— BEGIN Supplied records —
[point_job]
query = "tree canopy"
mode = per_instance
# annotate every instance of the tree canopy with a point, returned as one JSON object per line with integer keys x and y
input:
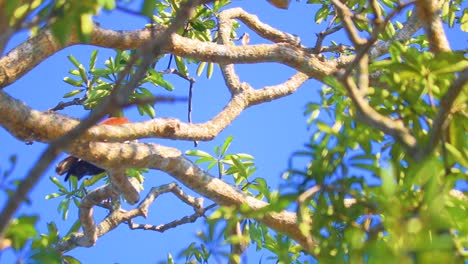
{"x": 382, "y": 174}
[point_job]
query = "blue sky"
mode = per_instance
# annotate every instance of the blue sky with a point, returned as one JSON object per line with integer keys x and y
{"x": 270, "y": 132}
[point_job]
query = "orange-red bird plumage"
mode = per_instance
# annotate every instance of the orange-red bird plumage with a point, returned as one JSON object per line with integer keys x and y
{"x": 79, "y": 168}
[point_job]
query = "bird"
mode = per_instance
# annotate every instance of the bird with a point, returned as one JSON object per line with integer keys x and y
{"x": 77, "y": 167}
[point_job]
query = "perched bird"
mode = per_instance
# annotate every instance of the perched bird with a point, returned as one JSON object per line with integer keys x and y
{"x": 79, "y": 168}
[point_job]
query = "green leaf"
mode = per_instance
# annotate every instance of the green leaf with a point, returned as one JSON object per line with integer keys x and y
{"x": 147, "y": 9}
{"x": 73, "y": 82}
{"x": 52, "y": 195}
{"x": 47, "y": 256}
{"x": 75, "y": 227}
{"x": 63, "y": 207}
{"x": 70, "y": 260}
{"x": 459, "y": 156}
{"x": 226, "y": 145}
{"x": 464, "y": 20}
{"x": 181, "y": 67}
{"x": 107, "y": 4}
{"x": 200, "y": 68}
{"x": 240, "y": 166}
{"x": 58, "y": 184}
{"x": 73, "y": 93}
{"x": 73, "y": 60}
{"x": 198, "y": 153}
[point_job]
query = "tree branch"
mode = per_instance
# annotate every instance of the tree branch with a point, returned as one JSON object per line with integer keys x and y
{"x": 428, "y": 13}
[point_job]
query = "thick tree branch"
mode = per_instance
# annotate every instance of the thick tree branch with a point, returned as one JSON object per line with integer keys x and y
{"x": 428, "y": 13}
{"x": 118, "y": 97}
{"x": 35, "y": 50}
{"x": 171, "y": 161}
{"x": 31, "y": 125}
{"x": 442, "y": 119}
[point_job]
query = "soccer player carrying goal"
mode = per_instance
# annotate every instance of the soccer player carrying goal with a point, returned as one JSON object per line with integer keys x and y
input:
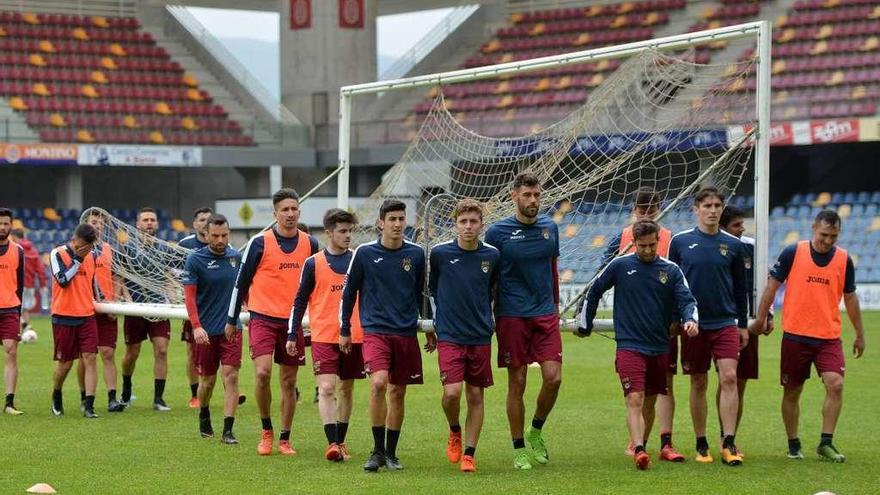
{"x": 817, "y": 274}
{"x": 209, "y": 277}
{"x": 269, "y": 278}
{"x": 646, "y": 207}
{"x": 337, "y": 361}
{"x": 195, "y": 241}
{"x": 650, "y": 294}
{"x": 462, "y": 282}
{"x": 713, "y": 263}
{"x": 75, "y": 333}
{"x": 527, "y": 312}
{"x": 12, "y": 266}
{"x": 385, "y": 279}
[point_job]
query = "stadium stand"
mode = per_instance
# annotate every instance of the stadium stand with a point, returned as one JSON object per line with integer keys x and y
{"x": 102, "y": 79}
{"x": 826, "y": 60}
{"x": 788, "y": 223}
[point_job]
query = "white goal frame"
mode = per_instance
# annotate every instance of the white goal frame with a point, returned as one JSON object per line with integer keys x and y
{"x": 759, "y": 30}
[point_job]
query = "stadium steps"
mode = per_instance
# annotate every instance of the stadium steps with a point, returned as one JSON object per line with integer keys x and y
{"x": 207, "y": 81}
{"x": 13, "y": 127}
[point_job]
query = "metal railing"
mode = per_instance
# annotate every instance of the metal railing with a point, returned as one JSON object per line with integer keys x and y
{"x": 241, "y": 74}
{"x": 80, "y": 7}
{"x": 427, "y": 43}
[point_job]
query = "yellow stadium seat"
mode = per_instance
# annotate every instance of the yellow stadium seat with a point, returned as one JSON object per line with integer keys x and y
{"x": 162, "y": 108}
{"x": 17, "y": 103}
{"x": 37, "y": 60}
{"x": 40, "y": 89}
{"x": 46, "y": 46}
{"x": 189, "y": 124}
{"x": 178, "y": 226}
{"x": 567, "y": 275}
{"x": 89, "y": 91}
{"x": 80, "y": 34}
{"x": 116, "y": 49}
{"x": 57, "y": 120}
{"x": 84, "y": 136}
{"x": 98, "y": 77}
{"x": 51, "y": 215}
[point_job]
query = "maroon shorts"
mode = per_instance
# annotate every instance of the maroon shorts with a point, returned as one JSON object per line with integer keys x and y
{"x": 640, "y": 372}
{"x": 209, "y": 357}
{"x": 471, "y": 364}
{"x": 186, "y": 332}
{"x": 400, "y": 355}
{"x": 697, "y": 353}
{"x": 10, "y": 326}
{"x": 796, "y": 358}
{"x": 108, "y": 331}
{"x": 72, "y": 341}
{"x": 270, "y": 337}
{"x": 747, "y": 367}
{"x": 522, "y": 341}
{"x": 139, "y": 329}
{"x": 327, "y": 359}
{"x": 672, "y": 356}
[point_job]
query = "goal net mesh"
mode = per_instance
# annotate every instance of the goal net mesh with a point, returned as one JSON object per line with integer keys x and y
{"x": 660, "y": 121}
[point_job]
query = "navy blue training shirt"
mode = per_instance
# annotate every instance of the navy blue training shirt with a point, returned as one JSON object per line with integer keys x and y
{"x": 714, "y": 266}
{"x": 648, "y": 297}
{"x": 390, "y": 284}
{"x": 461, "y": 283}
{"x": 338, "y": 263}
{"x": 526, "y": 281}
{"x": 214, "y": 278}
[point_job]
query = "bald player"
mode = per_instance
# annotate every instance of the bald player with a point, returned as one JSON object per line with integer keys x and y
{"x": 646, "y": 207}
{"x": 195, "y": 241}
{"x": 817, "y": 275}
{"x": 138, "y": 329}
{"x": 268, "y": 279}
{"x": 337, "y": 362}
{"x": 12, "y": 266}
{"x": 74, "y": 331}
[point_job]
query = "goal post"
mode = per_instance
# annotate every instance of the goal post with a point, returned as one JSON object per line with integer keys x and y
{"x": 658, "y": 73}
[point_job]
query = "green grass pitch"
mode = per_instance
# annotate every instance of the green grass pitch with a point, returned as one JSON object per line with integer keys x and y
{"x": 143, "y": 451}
— END Supplied records —
— BEGIN Supplied records —
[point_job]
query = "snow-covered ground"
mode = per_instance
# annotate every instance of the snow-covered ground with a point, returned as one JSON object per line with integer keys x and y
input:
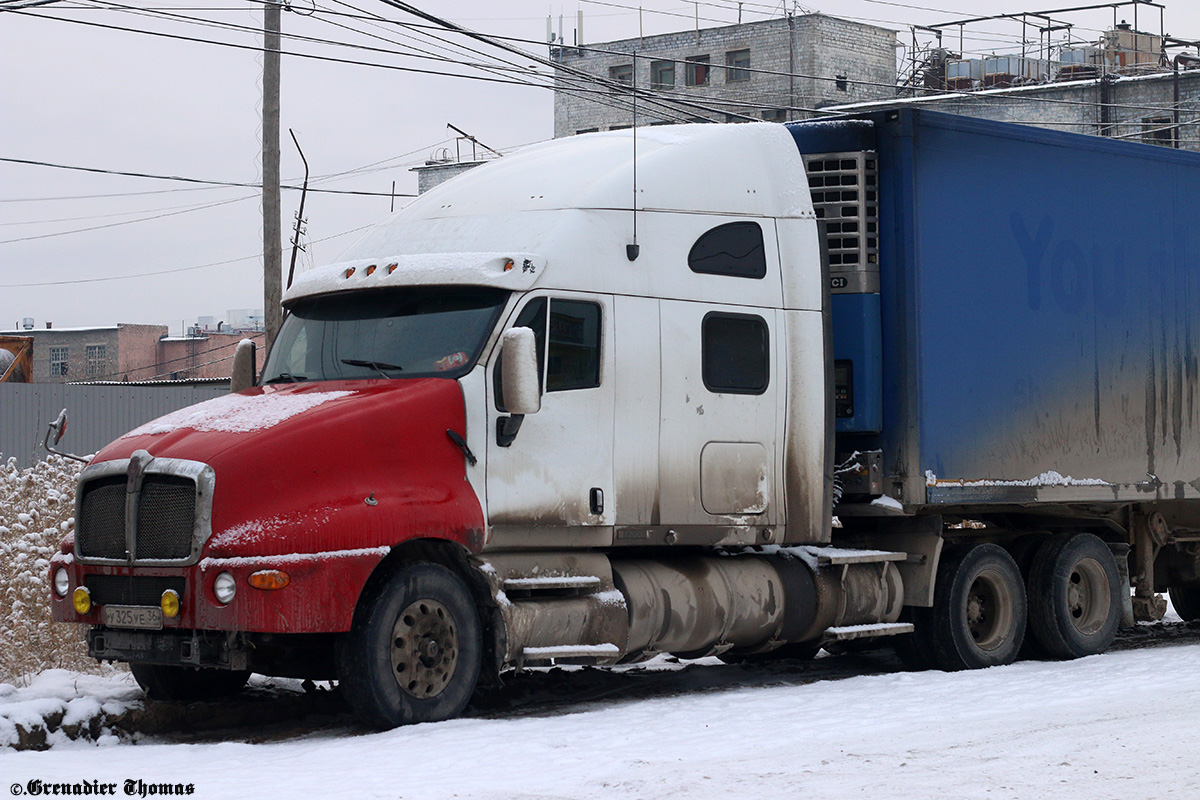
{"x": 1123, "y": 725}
— END Supplied records —
— BEGIN Supplied records —
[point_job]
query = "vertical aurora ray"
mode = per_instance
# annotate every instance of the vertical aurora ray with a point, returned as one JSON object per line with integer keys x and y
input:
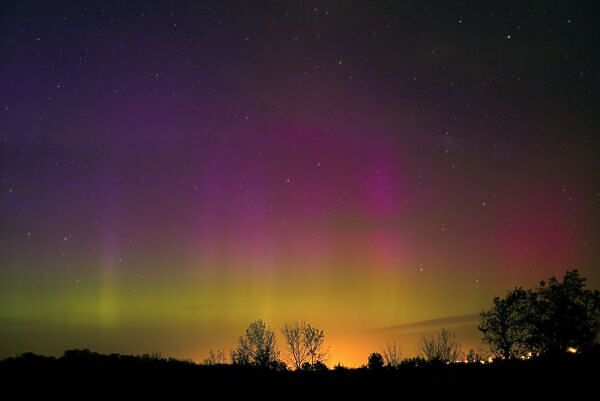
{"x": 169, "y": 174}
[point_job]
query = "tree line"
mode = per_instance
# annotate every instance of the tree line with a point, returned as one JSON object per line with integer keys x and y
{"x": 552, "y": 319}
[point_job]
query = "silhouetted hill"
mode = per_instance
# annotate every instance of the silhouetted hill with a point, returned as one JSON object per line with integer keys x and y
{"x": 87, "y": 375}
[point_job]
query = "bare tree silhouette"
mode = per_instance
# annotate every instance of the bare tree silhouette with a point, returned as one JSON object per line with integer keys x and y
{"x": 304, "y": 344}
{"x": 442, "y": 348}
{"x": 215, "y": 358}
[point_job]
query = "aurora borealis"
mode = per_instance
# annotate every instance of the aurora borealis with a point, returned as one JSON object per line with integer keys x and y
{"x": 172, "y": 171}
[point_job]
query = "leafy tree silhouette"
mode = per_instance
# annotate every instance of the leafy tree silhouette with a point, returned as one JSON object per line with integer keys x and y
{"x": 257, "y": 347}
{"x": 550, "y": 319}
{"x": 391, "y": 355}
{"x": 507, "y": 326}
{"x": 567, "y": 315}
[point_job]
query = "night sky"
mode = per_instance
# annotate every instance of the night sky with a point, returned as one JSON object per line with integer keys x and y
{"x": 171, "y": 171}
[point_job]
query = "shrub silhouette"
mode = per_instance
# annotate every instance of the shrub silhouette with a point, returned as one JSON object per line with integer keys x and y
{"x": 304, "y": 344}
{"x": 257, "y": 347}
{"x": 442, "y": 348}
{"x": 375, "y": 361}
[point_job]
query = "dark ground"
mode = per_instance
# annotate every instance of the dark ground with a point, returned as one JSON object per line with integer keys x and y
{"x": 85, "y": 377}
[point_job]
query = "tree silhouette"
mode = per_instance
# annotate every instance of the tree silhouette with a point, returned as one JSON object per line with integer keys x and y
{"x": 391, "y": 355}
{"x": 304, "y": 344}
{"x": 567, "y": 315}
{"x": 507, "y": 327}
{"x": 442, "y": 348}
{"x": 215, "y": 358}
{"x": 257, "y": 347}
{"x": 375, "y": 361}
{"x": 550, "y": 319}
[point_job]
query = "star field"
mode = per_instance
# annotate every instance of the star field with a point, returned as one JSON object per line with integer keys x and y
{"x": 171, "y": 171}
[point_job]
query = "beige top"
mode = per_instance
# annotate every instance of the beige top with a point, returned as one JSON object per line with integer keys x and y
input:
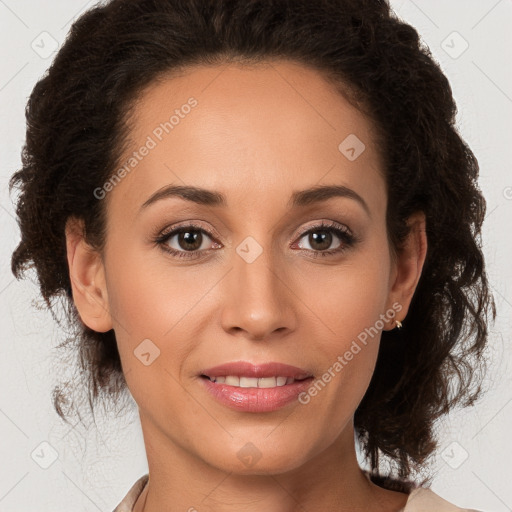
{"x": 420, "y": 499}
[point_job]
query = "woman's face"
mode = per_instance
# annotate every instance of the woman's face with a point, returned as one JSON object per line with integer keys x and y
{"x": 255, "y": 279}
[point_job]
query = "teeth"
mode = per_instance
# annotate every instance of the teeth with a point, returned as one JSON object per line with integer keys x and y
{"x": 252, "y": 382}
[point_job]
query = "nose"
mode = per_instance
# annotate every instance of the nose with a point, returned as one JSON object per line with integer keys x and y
— END Supplied records —
### What to work on
Give only the number of lines in the data above that contain the string "ground".

### Result of this exercise
4